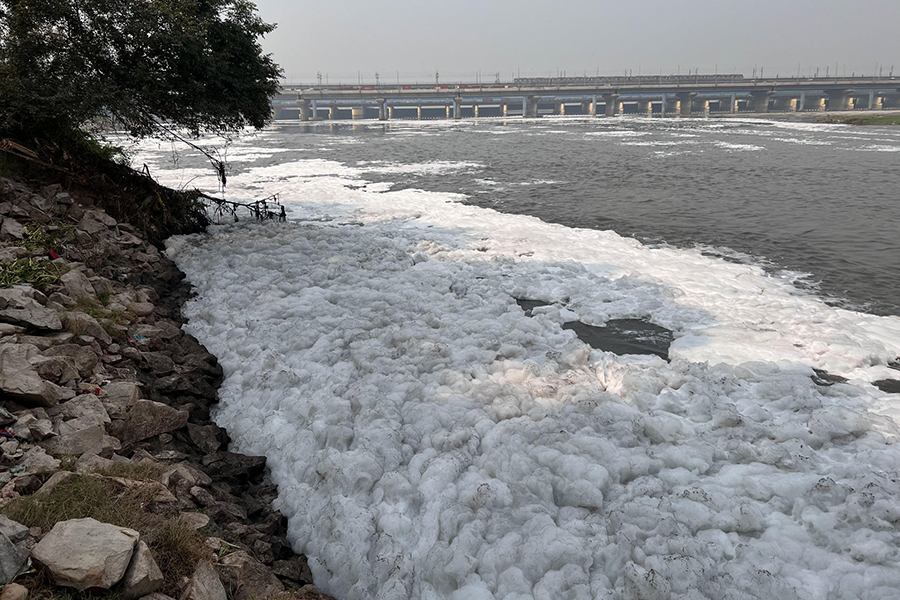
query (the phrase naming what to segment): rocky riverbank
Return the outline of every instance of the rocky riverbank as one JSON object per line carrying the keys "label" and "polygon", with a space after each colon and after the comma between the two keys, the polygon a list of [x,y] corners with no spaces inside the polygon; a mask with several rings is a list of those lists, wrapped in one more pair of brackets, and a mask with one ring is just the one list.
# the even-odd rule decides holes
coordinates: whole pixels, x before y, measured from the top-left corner
{"label": "rocky riverbank", "polygon": [[184,275],[95,200],[0,178],[2,600],[327,598],[265,459],[210,421]]}

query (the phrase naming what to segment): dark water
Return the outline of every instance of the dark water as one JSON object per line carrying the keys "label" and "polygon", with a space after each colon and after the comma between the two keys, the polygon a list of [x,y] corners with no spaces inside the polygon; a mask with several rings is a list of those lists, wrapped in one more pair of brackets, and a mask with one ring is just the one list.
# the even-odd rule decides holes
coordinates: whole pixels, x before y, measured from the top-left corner
{"label": "dark water", "polygon": [[[267,161],[362,165],[394,189],[809,274],[830,302],[900,314],[900,128],[736,120],[279,123]],[[311,153],[314,152],[313,153]],[[369,164],[467,162],[437,173]],[[749,255],[749,256],[748,256]]]}

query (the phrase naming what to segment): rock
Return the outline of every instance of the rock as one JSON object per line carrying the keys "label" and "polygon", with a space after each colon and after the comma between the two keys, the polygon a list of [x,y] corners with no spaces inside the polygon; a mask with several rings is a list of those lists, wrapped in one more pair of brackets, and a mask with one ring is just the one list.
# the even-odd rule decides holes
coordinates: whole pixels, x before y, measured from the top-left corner
{"label": "rock", "polygon": [[95,425],[67,435],[46,440],[41,445],[51,454],[81,455],[91,452],[99,456],[111,456],[122,444],[106,435],[102,425]]}
{"label": "rock", "polygon": [[12,581],[25,566],[26,558],[8,537],[0,533],[0,583]]}
{"label": "rock", "polygon": [[78,344],[61,344],[53,346],[44,352],[46,357],[59,357],[66,359],[70,367],[74,368],[82,378],[90,377],[94,367],[100,362],[100,357],[91,348]]}
{"label": "rock", "polygon": [[61,485],[65,485],[72,481],[73,479],[77,479],[78,475],[73,473],[72,471],[57,471],[53,475],[50,476],[44,485],[36,492],[39,495],[46,495],[53,491],[54,488],[59,487]]}
{"label": "rock", "polygon": [[80,310],[72,310],[63,316],[66,328],[75,335],[89,335],[100,342],[101,346],[112,344],[112,338],[97,319]]}
{"label": "rock", "polygon": [[122,598],[135,600],[155,592],[162,584],[163,574],[153,560],[150,548],[144,542],[138,542],[131,564],[122,579]]}
{"label": "rock", "polygon": [[30,362],[41,379],[56,384],[72,383],[80,376],[72,362],[58,356],[36,356]]}
{"label": "rock", "polygon": [[207,472],[216,479],[229,477],[246,479],[263,473],[266,468],[266,457],[246,456],[235,452],[216,452],[204,456],[202,463]]}
{"label": "rock", "polygon": [[85,211],[84,216],[81,217],[81,221],[78,222],[78,229],[93,236],[115,226],[115,221],[113,221],[112,225],[104,223],[105,219],[99,218],[101,214],[103,213],[95,210]]}
{"label": "rock", "polygon": [[18,544],[28,537],[28,528],[13,521],[6,515],[0,514],[0,533],[5,535],[13,544]]}
{"label": "rock", "polygon": [[225,430],[218,425],[195,425],[188,423],[188,437],[204,454],[217,452],[222,447]]}
{"label": "rock", "polygon": [[181,429],[187,425],[188,416],[187,411],[175,410],[160,402],[138,400],[128,411],[122,441],[131,444]]}
{"label": "rock", "polygon": [[17,421],[16,416],[0,406],[0,427],[6,427]]}
{"label": "rock", "polygon": [[36,329],[62,329],[56,311],[35,300],[34,292],[28,286],[0,289],[0,321]]}
{"label": "rock", "polygon": [[269,598],[284,591],[275,573],[243,550],[223,557],[219,567],[234,589],[233,600]]}
{"label": "rock", "polygon": [[47,454],[40,446],[35,446],[25,453],[19,464],[24,466],[29,473],[40,473],[59,469],[60,462]]}
{"label": "rock", "polygon": [[212,506],[216,503],[216,499],[212,494],[209,493],[208,490],[200,487],[199,485],[195,485],[190,489],[191,496],[194,497],[201,506]]}
{"label": "rock", "polygon": [[873,385],[886,394],[900,394],[900,380],[879,379]]}
{"label": "rock", "polygon": [[0,337],[6,337],[8,335],[18,335],[20,333],[25,333],[24,327],[19,327],[18,325],[13,325],[12,323],[0,323]]}
{"label": "rock", "polygon": [[[106,413],[106,407],[100,401],[100,398],[94,394],[81,394],[68,402],[64,402],[60,407],[62,409],[60,414],[63,418],[63,423],[60,424],[59,430],[61,435],[74,433],[74,431],[87,429],[94,425],[106,425],[110,422],[109,415]],[[70,427],[69,431],[64,431],[62,426],[71,424],[72,421],[78,421],[80,426],[74,429]]]}
{"label": "rock", "polygon": [[115,465],[115,461],[108,458],[97,456],[93,452],[85,452],[75,461],[76,473],[97,473],[98,471],[106,471]]}
{"label": "rock", "polygon": [[175,598],[157,592],[155,594],[147,594],[146,596],[142,597],[141,600],[175,600]]}
{"label": "rock", "polygon": [[114,381],[103,387],[110,402],[133,404],[141,397],[141,388],[134,381]]}
{"label": "rock", "polygon": [[[46,417],[43,409],[40,411]],[[12,428],[13,432],[24,440],[39,442],[53,433],[53,422],[47,418],[40,418],[36,414],[27,412],[19,417]]]}
{"label": "rock", "polygon": [[178,463],[177,465],[173,465],[163,472],[159,481],[169,489],[181,482],[184,482],[188,489],[195,485],[207,486],[212,483],[212,479],[209,475],[190,463]]}
{"label": "rock", "polygon": [[16,401],[53,406],[59,401],[57,386],[41,379],[28,362],[29,353],[36,350],[21,344],[0,346],[0,390]]}
{"label": "rock", "polygon": [[36,475],[16,477],[13,482],[13,489],[22,496],[29,496],[41,488],[41,480]]}
{"label": "rock", "polygon": [[141,354],[141,358],[144,359],[154,375],[166,375],[175,370],[175,361],[162,352],[144,352]]}
{"label": "rock", "polygon": [[227,600],[225,586],[208,561],[202,560],[197,565],[181,600]]}
{"label": "rock", "polygon": [[[59,278],[60,282],[66,288],[66,295],[70,298],[78,300],[80,298],[93,298],[94,286],[88,280],[87,275],[78,269],[72,269]],[[60,303],[64,304],[64,303]]]}
{"label": "rock", "polygon": [[6,217],[0,225],[0,239],[21,240],[25,237],[25,228],[15,219]]}
{"label": "rock", "polygon": [[56,585],[108,590],[125,575],[140,534],[94,519],[71,519],[53,526],[31,551]]}
{"label": "rock", "polygon": [[297,583],[312,583],[312,571],[309,570],[306,557],[302,555],[292,556],[288,560],[276,560],[272,564],[272,571],[279,577]]}
{"label": "rock", "polygon": [[8,583],[3,586],[0,600],[25,600],[28,597],[28,588],[18,583]]}
{"label": "rock", "polygon": [[299,590],[291,592],[291,600],[334,600],[334,598],[323,594],[314,585],[304,585]]}
{"label": "rock", "polygon": [[156,307],[150,302],[131,302],[128,305],[128,310],[139,317],[148,317],[153,314]]}
{"label": "rock", "polygon": [[209,516],[202,512],[185,511],[181,513],[181,520],[187,523],[191,529],[203,529],[209,525]]}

YOUR INSTRUCTIONS: Nothing but the lines above from the one containing "Return the outline of every instance of the dark" through the one containing "Return the outline of every instance of the rock as" should appear in the answer, each repeated exactly.

ANSWER BELOW:
Return the outline of every instance of the dark water as one JSON object per line carrying the keys "label" and "polygon", with a space after each colon and after the comma between the two keys, the polygon a list of [x,y] corners with no spaces inside the polygon; a mask with several rings is a list of those lists, wrapped in one more pair of brackets, and a mask with one ring is just the one list.
# the even-odd rule decides holes
coordinates: whole pixels, x before y, measured from the top-left corner
{"label": "dark water", "polygon": [[[267,161],[362,165],[394,189],[809,274],[830,302],[900,314],[900,128],[736,120],[279,123]],[[311,153],[314,152],[313,153]],[[369,164],[467,162],[437,173]],[[749,255],[749,256],[748,256]]]}

query (the phrase naming what to segment): rock
Return the outline of every instance of the rock as one JSON object per line carrying the keys "label" and "polygon", with a space after each colon and after the comma between the two keys, the polygon a list of [x,y] corners with no spaces inside the polygon; a mask with several rings is a list of those lists, wrapped in one more pair of brackets, and a mask with one ring is just the one list.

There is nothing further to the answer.